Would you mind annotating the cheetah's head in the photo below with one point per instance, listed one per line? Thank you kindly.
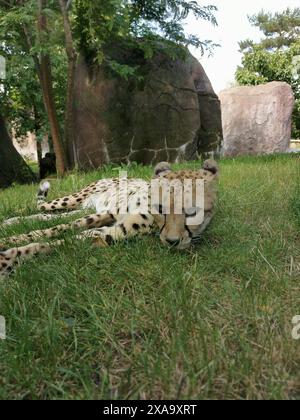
(184, 202)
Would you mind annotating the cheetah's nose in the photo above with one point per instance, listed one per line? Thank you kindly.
(174, 243)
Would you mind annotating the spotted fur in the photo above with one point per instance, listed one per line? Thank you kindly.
(106, 227)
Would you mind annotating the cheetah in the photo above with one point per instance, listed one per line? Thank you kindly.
(122, 210)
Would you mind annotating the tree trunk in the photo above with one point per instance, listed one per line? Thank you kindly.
(12, 167)
(72, 59)
(45, 75)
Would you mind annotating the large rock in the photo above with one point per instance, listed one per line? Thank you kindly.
(257, 119)
(172, 114)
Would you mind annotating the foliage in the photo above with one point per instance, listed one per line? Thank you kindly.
(275, 57)
(280, 29)
(21, 101)
(146, 25)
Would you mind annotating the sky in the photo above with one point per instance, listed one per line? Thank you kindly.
(233, 26)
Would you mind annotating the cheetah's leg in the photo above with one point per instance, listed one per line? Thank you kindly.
(92, 221)
(128, 227)
(10, 257)
(38, 217)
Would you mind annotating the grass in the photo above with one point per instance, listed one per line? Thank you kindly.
(138, 320)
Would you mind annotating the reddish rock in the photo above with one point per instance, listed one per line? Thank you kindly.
(257, 119)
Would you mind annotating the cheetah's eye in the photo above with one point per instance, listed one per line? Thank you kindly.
(158, 208)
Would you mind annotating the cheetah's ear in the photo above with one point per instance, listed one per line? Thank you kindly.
(162, 168)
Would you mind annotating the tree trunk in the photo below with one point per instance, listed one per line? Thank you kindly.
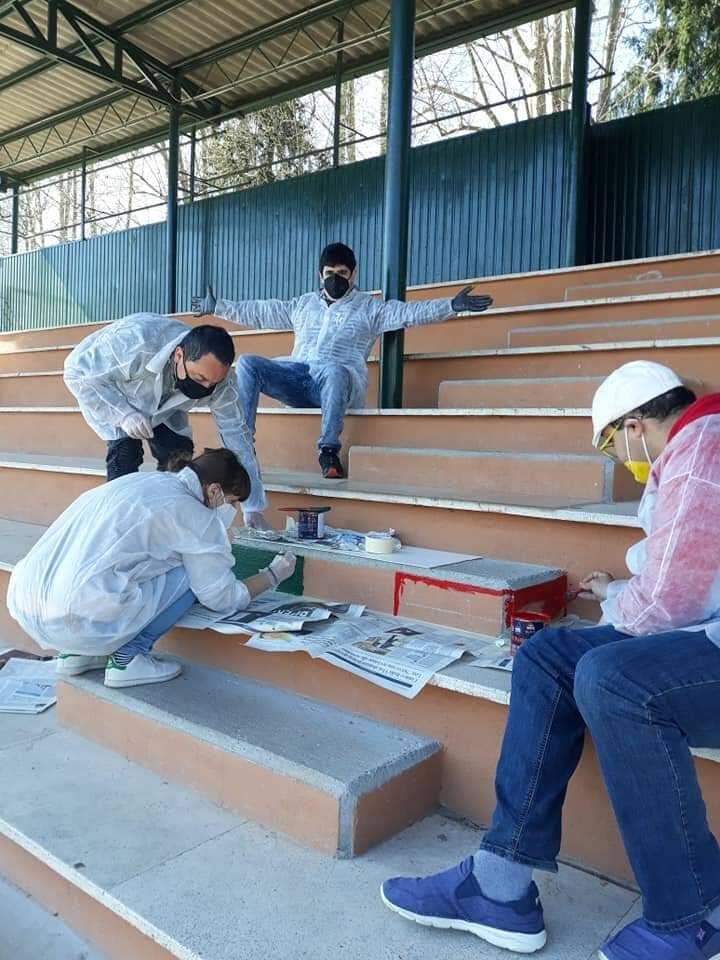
(612, 33)
(539, 77)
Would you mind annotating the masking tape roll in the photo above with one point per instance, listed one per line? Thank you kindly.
(379, 544)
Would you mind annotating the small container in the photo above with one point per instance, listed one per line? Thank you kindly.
(525, 625)
(310, 521)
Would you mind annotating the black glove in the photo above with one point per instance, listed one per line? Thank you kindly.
(204, 306)
(462, 301)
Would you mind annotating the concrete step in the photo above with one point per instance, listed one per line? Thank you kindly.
(513, 477)
(462, 708)
(681, 314)
(658, 275)
(548, 532)
(27, 931)
(424, 372)
(34, 360)
(287, 439)
(602, 332)
(465, 593)
(331, 780)
(693, 359)
(150, 870)
(530, 393)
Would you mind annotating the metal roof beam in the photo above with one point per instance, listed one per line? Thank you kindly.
(481, 27)
(254, 38)
(160, 78)
(145, 15)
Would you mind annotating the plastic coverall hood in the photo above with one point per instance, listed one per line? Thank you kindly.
(121, 368)
(93, 580)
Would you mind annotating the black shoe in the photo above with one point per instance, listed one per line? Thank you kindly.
(330, 464)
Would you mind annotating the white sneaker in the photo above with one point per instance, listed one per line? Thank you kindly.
(142, 669)
(73, 664)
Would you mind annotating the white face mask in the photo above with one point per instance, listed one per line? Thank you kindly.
(224, 511)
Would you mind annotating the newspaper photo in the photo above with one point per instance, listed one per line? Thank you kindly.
(272, 612)
(27, 686)
(398, 656)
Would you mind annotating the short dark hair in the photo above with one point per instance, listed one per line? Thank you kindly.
(209, 338)
(664, 406)
(215, 466)
(337, 255)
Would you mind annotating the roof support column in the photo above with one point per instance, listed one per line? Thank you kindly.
(579, 123)
(397, 190)
(83, 195)
(173, 170)
(337, 124)
(15, 221)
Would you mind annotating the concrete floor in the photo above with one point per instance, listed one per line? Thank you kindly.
(27, 932)
(225, 888)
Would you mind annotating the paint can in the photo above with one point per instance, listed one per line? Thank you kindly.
(310, 523)
(525, 625)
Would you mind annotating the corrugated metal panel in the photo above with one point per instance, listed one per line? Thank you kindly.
(239, 52)
(488, 203)
(654, 183)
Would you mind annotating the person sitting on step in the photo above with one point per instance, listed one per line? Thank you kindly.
(335, 329)
(645, 682)
(128, 559)
(137, 378)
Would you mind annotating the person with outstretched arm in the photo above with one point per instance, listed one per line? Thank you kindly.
(335, 329)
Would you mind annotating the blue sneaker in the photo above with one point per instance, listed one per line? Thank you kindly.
(452, 900)
(637, 941)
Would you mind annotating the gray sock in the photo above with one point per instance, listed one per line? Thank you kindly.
(501, 879)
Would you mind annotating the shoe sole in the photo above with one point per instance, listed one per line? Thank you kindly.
(118, 684)
(78, 671)
(507, 939)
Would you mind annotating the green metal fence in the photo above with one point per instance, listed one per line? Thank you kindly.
(487, 203)
(654, 183)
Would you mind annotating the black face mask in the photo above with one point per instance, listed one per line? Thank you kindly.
(336, 286)
(191, 388)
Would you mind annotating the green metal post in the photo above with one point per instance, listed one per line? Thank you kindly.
(338, 96)
(579, 122)
(173, 169)
(15, 222)
(83, 194)
(397, 190)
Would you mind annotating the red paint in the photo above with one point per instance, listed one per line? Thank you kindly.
(549, 596)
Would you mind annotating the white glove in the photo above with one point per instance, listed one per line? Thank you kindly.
(137, 426)
(256, 521)
(282, 567)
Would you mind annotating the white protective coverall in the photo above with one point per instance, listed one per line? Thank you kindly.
(94, 579)
(676, 568)
(122, 368)
(342, 332)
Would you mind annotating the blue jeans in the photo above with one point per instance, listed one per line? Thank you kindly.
(175, 601)
(292, 384)
(646, 701)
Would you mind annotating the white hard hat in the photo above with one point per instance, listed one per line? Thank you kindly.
(628, 388)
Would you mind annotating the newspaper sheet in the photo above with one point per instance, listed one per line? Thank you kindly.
(271, 612)
(27, 686)
(401, 656)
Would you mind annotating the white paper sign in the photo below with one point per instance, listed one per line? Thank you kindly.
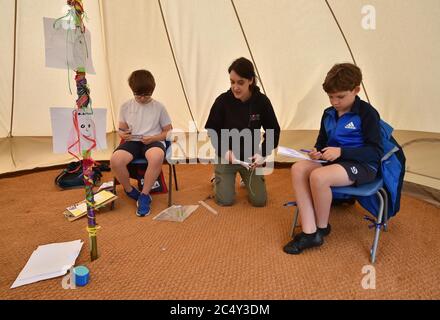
(63, 128)
(67, 48)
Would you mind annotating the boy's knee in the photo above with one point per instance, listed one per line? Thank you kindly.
(224, 202)
(116, 161)
(316, 178)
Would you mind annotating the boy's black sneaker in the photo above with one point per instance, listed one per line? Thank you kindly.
(303, 241)
(324, 231)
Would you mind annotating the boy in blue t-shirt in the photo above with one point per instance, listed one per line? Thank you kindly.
(350, 141)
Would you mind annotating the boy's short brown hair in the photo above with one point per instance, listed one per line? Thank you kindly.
(342, 77)
(142, 82)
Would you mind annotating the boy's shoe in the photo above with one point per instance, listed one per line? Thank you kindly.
(325, 231)
(303, 241)
(134, 193)
(143, 205)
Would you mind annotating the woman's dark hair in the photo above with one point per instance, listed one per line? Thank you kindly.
(245, 69)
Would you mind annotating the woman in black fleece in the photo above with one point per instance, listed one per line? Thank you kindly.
(233, 125)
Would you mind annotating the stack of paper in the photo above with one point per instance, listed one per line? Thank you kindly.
(176, 213)
(49, 261)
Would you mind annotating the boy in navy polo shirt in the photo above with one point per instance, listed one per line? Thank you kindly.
(350, 141)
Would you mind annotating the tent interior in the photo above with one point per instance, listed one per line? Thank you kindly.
(188, 45)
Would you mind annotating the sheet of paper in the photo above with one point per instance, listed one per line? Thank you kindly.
(66, 48)
(100, 197)
(49, 261)
(292, 153)
(62, 127)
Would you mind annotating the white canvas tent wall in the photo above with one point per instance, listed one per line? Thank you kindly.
(188, 45)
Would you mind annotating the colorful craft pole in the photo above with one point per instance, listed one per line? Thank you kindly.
(83, 121)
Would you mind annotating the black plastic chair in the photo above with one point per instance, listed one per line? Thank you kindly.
(137, 168)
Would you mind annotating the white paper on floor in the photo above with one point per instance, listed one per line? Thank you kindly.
(176, 213)
(49, 261)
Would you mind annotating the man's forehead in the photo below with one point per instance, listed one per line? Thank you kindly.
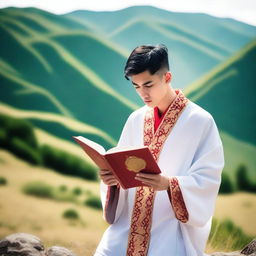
(143, 77)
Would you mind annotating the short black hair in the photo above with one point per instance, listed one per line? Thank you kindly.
(147, 57)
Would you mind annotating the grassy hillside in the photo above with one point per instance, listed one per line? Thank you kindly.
(228, 93)
(197, 42)
(43, 71)
(43, 217)
(64, 73)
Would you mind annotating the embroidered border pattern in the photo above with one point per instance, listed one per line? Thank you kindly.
(139, 236)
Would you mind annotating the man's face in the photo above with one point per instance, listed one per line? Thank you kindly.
(151, 88)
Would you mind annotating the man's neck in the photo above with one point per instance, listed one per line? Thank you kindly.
(168, 99)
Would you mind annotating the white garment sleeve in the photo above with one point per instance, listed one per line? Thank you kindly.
(113, 198)
(199, 189)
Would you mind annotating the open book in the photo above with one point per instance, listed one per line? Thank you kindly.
(124, 163)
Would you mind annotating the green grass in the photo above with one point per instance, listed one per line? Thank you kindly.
(226, 236)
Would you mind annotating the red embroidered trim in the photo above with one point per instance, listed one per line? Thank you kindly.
(177, 200)
(139, 237)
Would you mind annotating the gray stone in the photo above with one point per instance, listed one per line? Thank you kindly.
(58, 251)
(21, 244)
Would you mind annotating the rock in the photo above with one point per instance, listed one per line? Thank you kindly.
(250, 248)
(58, 251)
(21, 244)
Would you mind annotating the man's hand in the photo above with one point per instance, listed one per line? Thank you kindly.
(156, 181)
(108, 178)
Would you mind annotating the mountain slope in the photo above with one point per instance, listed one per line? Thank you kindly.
(228, 92)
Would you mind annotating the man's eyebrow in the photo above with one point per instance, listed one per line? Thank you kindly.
(148, 82)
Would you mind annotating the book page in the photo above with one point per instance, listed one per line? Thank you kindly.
(92, 144)
(122, 149)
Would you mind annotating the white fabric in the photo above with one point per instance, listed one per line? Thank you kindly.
(193, 153)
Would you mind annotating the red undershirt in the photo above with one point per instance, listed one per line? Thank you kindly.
(158, 117)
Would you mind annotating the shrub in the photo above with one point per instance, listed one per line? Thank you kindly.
(226, 230)
(64, 196)
(40, 189)
(3, 181)
(66, 163)
(226, 185)
(18, 128)
(70, 214)
(93, 201)
(243, 180)
(24, 151)
(77, 191)
(63, 188)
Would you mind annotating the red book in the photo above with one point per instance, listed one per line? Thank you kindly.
(124, 163)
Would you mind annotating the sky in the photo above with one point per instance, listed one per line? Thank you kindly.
(242, 10)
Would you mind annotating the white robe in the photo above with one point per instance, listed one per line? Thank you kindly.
(193, 153)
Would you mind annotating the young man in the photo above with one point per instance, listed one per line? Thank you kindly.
(171, 214)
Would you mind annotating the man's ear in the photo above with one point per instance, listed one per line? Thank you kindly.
(168, 77)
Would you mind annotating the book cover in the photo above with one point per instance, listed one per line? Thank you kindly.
(125, 163)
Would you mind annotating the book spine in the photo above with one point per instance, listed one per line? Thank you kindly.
(111, 169)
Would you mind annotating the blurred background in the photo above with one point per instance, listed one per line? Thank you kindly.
(61, 74)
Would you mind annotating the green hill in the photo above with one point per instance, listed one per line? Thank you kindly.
(196, 42)
(64, 73)
(228, 93)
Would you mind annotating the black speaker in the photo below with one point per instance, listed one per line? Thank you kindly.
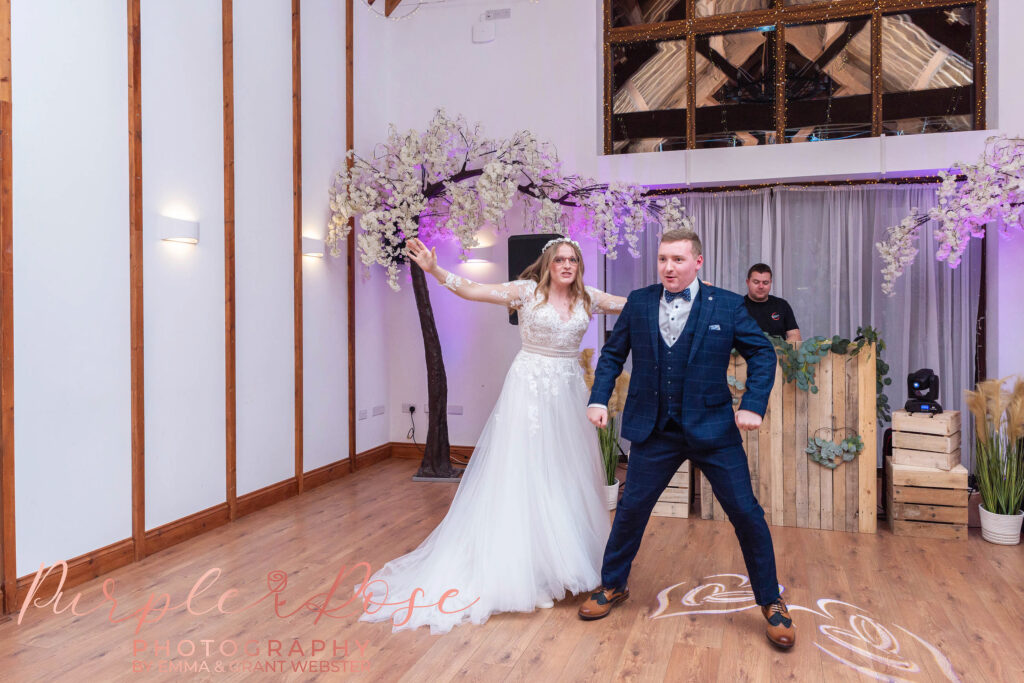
(523, 250)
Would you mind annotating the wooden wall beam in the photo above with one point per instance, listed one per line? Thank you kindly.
(135, 278)
(230, 402)
(297, 229)
(8, 564)
(350, 242)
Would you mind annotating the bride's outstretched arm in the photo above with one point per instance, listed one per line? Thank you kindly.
(606, 303)
(506, 294)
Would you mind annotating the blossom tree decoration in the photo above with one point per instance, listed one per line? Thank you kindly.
(970, 197)
(445, 184)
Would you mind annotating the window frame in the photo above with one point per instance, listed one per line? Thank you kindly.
(779, 15)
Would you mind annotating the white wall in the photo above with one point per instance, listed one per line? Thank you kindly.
(72, 289)
(70, 199)
(374, 322)
(264, 274)
(183, 285)
(1006, 306)
(543, 72)
(325, 329)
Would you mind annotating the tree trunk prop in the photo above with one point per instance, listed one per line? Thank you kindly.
(436, 463)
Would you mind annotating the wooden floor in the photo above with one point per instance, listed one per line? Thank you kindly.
(865, 606)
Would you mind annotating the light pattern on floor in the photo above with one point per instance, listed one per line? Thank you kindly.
(851, 637)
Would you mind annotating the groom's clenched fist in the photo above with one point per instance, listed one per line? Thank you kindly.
(598, 416)
(748, 421)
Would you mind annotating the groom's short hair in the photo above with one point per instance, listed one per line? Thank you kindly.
(684, 235)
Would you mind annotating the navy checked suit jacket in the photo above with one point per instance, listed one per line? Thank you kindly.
(723, 324)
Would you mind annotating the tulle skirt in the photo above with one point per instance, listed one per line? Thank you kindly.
(528, 521)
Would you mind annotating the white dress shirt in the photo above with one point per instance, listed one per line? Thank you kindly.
(672, 316)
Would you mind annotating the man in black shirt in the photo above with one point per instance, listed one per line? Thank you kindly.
(773, 314)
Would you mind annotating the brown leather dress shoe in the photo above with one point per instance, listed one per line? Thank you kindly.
(601, 601)
(780, 630)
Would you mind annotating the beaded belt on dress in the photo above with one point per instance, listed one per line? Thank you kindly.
(547, 350)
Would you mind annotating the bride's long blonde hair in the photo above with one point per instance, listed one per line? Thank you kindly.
(540, 272)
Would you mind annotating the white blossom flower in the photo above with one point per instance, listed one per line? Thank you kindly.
(449, 181)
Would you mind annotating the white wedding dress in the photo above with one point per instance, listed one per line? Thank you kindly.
(529, 520)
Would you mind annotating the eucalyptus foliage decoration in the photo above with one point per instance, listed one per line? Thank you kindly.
(446, 183)
(832, 455)
(799, 364)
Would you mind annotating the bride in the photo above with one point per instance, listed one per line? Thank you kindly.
(528, 521)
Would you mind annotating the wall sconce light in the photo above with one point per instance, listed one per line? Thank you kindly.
(480, 255)
(175, 229)
(312, 247)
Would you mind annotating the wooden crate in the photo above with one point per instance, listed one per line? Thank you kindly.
(675, 500)
(943, 424)
(939, 461)
(933, 442)
(936, 511)
(908, 475)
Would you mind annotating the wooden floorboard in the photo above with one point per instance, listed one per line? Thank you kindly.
(964, 599)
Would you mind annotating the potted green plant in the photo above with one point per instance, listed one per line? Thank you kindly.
(607, 436)
(998, 418)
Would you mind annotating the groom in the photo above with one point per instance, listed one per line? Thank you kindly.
(681, 334)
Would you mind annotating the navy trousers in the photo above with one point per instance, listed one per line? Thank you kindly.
(651, 465)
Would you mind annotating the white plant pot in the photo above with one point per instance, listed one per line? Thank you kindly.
(611, 495)
(1001, 529)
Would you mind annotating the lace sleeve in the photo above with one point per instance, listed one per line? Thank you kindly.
(511, 294)
(602, 302)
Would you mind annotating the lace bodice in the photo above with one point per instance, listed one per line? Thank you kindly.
(541, 325)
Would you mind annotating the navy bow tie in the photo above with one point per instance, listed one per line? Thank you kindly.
(669, 296)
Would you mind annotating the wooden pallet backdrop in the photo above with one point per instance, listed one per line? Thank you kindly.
(793, 488)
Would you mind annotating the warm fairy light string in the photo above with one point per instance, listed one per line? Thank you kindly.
(410, 14)
(739, 23)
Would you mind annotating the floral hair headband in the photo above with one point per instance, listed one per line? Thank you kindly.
(560, 240)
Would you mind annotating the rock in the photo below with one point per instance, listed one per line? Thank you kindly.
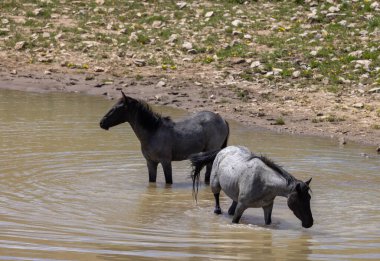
(358, 105)
(161, 84)
(296, 74)
(277, 71)
(374, 90)
(37, 11)
(236, 22)
(255, 64)
(187, 45)
(139, 62)
(98, 69)
(375, 5)
(342, 141)
(209, 14)
(334, 9)
(181, 5)
(173, 38)
(45, 59)
(20, 45)
(156, 24)
(133, 36)
(356, 54)
(363, 63)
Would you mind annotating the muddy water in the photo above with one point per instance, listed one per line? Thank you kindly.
(71, 191)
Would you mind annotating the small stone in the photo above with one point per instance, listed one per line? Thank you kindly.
(19, 45)
(374, 90)
(255, 64)
(313, 53)
(236, 22)
(358, 105)
(37, 11)
(187, 45)
(139, 62)
(209, 14)
(161, 84)
(181, 5)
(98, 69)
(364, 63)
(296, 74)
(156, 24)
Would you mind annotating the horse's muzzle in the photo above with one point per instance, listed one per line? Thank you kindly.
(308, 225)
(103, 126)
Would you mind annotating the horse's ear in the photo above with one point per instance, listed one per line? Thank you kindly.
(298, 187)
(124, 96)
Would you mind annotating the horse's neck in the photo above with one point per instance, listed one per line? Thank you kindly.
(283, 187)
(142, 133)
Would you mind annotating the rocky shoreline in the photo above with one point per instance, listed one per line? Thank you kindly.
(276, 110)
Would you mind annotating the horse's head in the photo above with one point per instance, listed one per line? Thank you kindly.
(117, 114)
(299, 203)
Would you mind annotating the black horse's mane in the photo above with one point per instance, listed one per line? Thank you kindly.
(147, 117)
(288, 177)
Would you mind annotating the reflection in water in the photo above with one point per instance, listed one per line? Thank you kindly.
(70, 190)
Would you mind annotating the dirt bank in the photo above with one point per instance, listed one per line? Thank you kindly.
(304, 112)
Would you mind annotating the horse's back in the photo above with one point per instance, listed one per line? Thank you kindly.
(229, 169)
(202, 131)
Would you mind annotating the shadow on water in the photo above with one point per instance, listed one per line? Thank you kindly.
(70, 190)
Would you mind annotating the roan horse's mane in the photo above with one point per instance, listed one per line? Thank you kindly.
(147, 117)
(287, 176)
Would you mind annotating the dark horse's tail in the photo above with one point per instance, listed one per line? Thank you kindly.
(228, 135)
(198, 161)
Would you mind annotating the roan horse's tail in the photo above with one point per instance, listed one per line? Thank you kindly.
(228, 134)
(198, 161)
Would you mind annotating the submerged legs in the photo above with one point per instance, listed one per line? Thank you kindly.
(268, 214)
(152, 169)
(217, 209)
(208, 173)
(240, 208)
(232, 208)
(167, 166)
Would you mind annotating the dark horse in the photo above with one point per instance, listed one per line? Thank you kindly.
(252, 181)
(163, 140)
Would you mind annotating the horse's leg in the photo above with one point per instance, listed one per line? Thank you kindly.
(268, 214)
(208, 173)
(240, 208)
(217, 209)
(152, 169)
(232, 208)
(167, 166)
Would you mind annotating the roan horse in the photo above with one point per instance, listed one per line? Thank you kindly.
(163, 140)
(252, 181)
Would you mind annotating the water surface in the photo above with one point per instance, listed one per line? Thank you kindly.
(71, 191)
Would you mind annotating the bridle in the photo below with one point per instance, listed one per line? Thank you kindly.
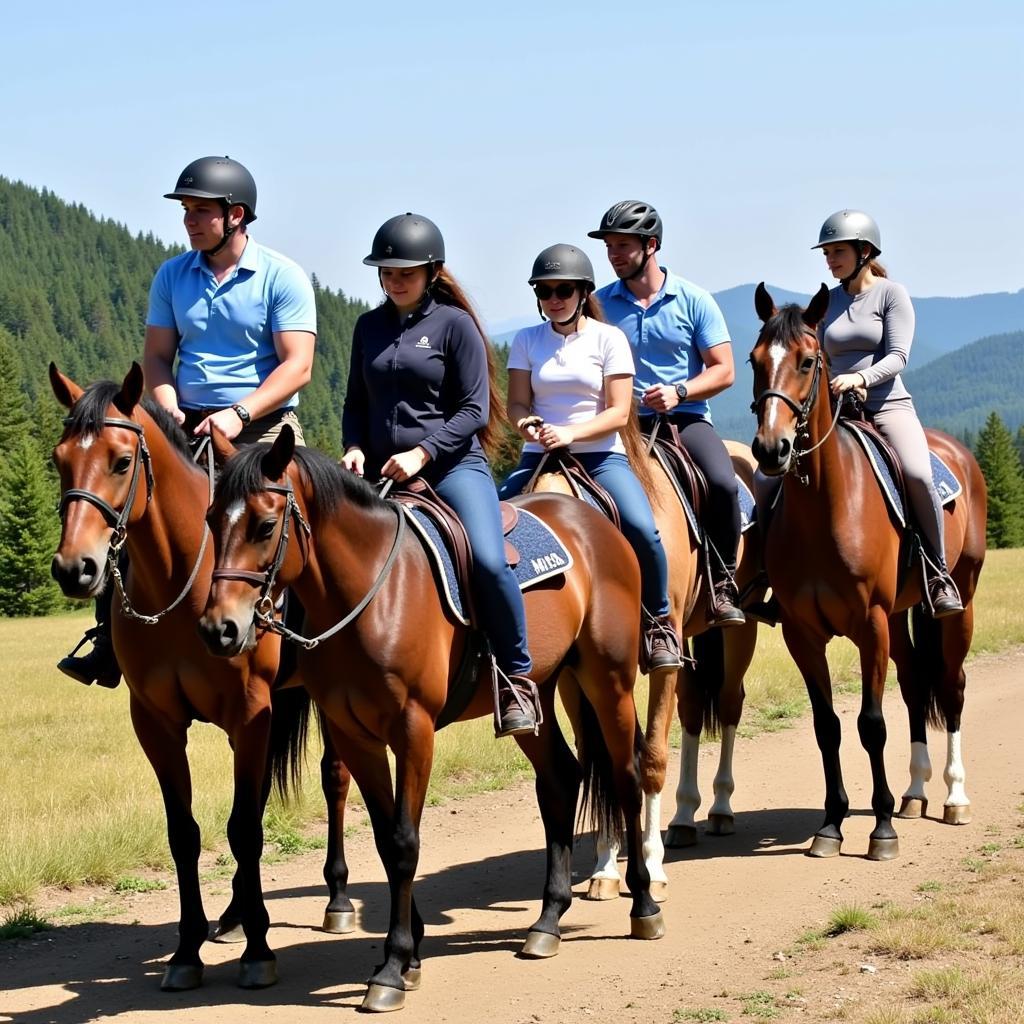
*-*-*
### Task statement
Repeat the material from the line with "Would you mind annotating the water" through the end, swapping "bridle" for "halter" and changing nothing else. Leave the pictures out.

### Finished answer
Would you mind annotating the water surface in the photo above with one point per instance, listed one per line? Thank you kindly.
(71, 191)
Would you mind annotating the halter in the photo below with one point per instance, listed one per line? Thank you kindly.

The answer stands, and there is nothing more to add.